設問:
A: 本文について、次の問いに答えよ。
(i) 取り上げられている本の著者が北上の山村と出会ったのは何年か。
(ii) 本文では、ワラビやゼンマイなどの山菜が主食になりえない理由を何としているか。
(iii) 本文の書き手が焼畑と聞いて思い出す本は何か。
B: 本文の「確か『山の仕事、山の暮らし』」から「であることと共通しています。」までを、一字一句変えずに書き写せ。

るびりん書林 別館



こちらは旧サイトです。
関連書評などの機能の追加されている新サイト(https://rubyring-books.site/)に順次移行中です。
ぜひ、新サイトをご利用ください。

「山棲みの生き方―木の実食・焼畑・短角牛・ストック型社会」岡惠介 (著)(大河書房 2016年4月)

→目次など

■1985年岩手県北部、北上の山村と出会った著者は、長年の調査・生活を通じて得た、焼畑農耕、木の実食、救荒食物、牧畜、狩猟、ストック型社会に関する知見を多くの写真を交えて伝える■

【木の実食】:縄文時代の人々は海ではタイやマグロを捕り、貝を掘って食べていたでしょう。では、山では何を食べていたのでしょうか。この本を読んでいると、おそらくドングリをたくさん食べていたのだろうと思えてきます。しかし、実際には、縄文時代の暮らしとこうした近年の木の実食は直結しているわけではないようです。

確か『山の仕事、山の暮らし』に書かれていたと記憶していますが、ワラビやゼンマイなどの山菜は、収穫に必要なエネルギーのほうが食べて得られるエネルギーよりも大きく、主食にはなりえないとのことです。そうであれば、本書にあるように、木の実を積極的に利用することで、腹を満たしていたと思えます。それでも、力仕事には、穀物の力が欠かせないといいます。

【焼畑】:私が焼畑と聞いて思い出すのは『ゾミア』です。この本の取材地である岩手県の北上山地と同じように、厳しい地形を持つ、ベトナム、カンボジア、タイ、ミャンマー、インド東北部、中国の雲南・貴州・広西及び四川の 一部をカバーする地域では、急峻な山に焼畑農耕によって生きる人々が、内部からの巨大権力の登場を回避しながら、低地の権力にも呑みこまれることなく暮らしてきました。多品種栽培と救荒食物の利用により、東北地方特有の冷害にも強い有り方を編み出したこの地の暮らしは、学校で教わる貧しい東北地方ではなく、たくましい東北地方を教えてくれます。しかし、読み進めていくと、やはり厳しい暮らしであった実情が見えてきます。それは、焼畑農耕民の暮らしもまた、重労働に支えられた厳しい暮らしであることと共通しています。

データのまとまり:
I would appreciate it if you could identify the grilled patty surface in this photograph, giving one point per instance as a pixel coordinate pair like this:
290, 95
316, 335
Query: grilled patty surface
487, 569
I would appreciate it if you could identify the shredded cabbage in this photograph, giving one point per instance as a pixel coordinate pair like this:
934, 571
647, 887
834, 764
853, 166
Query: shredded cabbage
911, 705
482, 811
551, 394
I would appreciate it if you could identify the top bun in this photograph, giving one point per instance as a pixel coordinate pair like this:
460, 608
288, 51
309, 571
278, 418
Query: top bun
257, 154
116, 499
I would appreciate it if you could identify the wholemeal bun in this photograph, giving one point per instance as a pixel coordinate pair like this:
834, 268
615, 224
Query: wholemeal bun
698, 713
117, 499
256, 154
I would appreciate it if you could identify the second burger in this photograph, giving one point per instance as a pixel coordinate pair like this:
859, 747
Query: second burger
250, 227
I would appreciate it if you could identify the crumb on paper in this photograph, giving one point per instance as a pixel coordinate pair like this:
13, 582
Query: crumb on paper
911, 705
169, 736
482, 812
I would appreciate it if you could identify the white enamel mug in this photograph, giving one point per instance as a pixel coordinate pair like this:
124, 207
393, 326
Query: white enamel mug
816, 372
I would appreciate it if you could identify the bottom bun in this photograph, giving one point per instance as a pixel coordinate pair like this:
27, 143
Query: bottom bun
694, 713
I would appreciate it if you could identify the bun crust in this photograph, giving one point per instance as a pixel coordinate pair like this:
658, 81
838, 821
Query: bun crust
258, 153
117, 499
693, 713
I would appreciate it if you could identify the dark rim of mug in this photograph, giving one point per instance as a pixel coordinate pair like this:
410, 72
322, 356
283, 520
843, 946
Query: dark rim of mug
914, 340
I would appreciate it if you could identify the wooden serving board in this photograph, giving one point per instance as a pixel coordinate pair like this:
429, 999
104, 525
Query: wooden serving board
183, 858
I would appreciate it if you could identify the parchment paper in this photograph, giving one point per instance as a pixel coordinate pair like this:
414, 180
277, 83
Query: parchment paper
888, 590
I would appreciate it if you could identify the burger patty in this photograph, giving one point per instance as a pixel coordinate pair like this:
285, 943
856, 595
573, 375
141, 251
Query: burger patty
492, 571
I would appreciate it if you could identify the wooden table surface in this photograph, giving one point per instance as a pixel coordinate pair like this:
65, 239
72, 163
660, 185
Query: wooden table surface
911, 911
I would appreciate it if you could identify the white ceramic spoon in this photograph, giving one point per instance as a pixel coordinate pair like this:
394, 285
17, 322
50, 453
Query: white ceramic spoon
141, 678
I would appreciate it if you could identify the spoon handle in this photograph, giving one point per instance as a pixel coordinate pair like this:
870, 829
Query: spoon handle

解答:
A:
(i) 1985年
(ii) 収穫に必要なエネルギーのほうが、食べて得られるエネルギーよりも大きいから。
(iii) 『ゾミア』

B:
確か『山の仕事、山の暮らし』に書かれていたと記憶していますが、ワラビやゼンマイなどの山菜は、収穫に必要なエネルギーのほうが食べて得られるエネルギーよりも大きく、主食にはなりえないとのことです。そうであれば、本書にあるように、木の実を積極的に利用することで、腹を満たしていたと思えます。それでも、力仕事には、穀物の力が欠かせないといいます。

【焼畑】:私が焼畑と聞いて思い出すのは『ゾミア』です。この本の取材地である岩手県の北上山地と同じように、厳しい地形を持つ、ベトナム、カンボジア、タイ、ミャンマー、インド東北部、中国の雲南・貴州・広西及び四川の 一部をカバーする地域では、急峻な山に焼畑農耕によって生きる人々が、内部からの巨大権力の登場を回避しながら、低地の権力にも呑みこまれることなく暮らしてきました。多品種栽培と救荒食物の利用により、東北地方特有の冷害にも強い有り方を編み出したこの地の暮らしは、学校で教わる貧しい東北地方ではなく、たくましい東北地方を教えてくれます。しかし、読み進めていくと、やはり厳しい暮らしであった実情が見えてきます。それは、焼畑農耕民の暮らしもまた、重労働に支えられた厳しい暮らしであることと共通しています。